— TASK PROMPT —
Exactly the lines from the line containing "positive clicks: (216, 249)" through the last line of the entries below should appear in the answer, reproduced verbatim.

— EXCERPTED RECORDS —
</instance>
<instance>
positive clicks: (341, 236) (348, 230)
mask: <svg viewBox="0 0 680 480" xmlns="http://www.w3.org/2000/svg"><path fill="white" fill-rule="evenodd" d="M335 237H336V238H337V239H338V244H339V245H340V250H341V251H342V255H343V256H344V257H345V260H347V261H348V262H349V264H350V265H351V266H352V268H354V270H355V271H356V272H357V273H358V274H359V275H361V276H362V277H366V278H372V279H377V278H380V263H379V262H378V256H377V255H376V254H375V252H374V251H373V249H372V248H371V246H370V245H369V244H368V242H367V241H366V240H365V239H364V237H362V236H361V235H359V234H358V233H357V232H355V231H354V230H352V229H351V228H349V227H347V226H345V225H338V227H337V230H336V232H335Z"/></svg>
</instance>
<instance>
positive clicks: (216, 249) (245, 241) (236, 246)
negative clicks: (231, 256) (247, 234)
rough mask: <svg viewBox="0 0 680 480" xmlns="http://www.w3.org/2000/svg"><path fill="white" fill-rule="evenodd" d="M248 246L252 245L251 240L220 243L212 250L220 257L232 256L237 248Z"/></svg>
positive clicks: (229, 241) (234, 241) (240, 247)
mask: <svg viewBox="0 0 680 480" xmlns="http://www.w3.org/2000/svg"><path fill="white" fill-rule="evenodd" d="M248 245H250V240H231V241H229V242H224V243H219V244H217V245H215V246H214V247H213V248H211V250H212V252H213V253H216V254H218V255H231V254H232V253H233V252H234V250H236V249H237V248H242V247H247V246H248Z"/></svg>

— TASK OUTPUT —
positive clicks: (216, 249) (245, 241) (236, 246)
negative clicks: (231, 256) (247, 234)
rough mask: <svg viewBox="0 0 680 480" xmlns="http://www.w3.org/2000/svg"><path fill="white" fill-rule="evenodd" d="M248 246L252 245L251 240L220 243L212 250L220 257L232 256L237 248Z"/></svg>
positive clicks: (229, 241) (234, 241) (240, 247)
mask: <svg viewBox="0 0 680 480" xmlns="http://www.w3.org/2000/svg"><path fill="white" fill-rule="evenodd" d="M248 245H250V240H231V241H229V242H224V243H219V244H217V245H215V246H214V247H213V248H211V250H212V252H213V253H216V254H218V255H231V254H232V253H233V252H234V250H236V249H237V248H242V247H247V246H248Z"/></svg>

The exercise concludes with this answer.